▸ **Activity**: Every record here must be copied exactly, except for the images it holds.

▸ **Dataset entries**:
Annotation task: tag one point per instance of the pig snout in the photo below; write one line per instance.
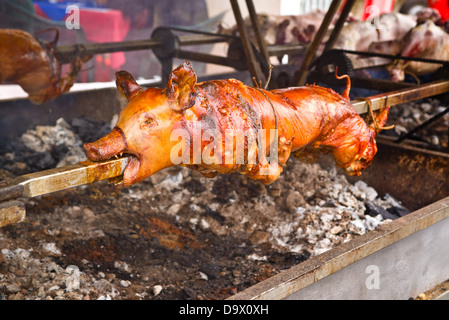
(107, 146)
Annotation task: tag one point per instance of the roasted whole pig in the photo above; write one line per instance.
(427, 40)
(31, 63)
(217, 127)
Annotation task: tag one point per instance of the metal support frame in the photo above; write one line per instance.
(301, 75)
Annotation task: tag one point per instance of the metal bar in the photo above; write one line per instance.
(66, 53)
(48, 181)
(394, 57)
(277, 50)
(339, 25)
(256, 27)
(423, 125)
(203, 57)
(253, 65)
(288, 284)
(402, 96)
(301, 75)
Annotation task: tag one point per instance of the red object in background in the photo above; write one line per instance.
(380, 7)
(101, 25)
(442, 6)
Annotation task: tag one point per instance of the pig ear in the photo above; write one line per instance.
(181, 87)
(127, 85)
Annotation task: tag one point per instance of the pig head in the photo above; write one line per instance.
(145, 124)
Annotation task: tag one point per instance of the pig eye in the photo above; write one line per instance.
(148, 122)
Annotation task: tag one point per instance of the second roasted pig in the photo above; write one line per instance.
(31, 63)
(426, 40)
(224, 126)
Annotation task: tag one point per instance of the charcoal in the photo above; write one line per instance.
(373, 210)
(40, 161)
(89, 130)
(399, 211)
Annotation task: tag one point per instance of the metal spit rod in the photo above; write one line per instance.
(48, 181)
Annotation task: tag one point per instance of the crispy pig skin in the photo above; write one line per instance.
(310, 121)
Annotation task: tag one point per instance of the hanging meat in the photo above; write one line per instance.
(224, 126)
(31, 63)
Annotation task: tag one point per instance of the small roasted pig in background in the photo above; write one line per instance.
(358, 35)
(426, 40)
(285, 29)
(306, 121)
(31, 64)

▸ **Solution for this problem**:
Annotation task: tag one point per instance of the pig snout in the photo below; write one line per instance.
(107, 146)
Annotation task: tag one point per instance of the roasted whole pig in the photo above; write one line per instance.
(427, 40)
(31, 63)
(217, 127)
Annotation task: tag one point per instance of the metal support frame in the photo above; write one line per instance.
(301, 75)
Annotation task: tag one point per instance of the metal bar in the photo above; write one line per instance.
(66, 53)
(48, 181)
(394, 57)
(277, 50)
(339, 25)
(256, 27)
(423, 125)
(203, 57)
(253, 65)
(288, 284)
(402, 96)
(301, 75)
Annotation task: tag one point per instance of the red object in background in the photo above; write one line per instance.
(380, 7)
(101, 25)
(442, 6)
Annotation task: tag one point per instance of the pig ear in the photo above; write one line per instance.
(181, 87)
(127, 85)
Annotation task: tag one point per instance of the pig head in the photo above; write one line per instance.
(145, 124)
Annotation task: tag one point per instance of the pig eye in the photo above; write one line per instance.
(148, 122)
Annotation task: tag one point per instance of the second roasted pig in the photo above; write one line per instance.
(31, 63)
(426, 40)
(224, 126)
Annotation task: tag one point per instance of the charcoal in the photo above; write one line per instance.
(373, 210)
(40, 161)
(89, 130)
(399, 211)
Annotation task: tag one point per instance of the metal spit rod in the photo above; write one line per instance.
(48, 181)
Annotation task: tag one point per instance of the crispy pig skin in the photo above; write one line per instance.
(310, 121)
Annotation task: tag one point per instance of the hanging meat in the photo above; write one line per instance.
(224, 126)
(31, 63)
Annotation task: tag one point per instance of the small roasted pig in background in the photo above; write one line per instance.
(358, 35)
(426, 40)
(285, 29)
(306, 121)
(31, 64)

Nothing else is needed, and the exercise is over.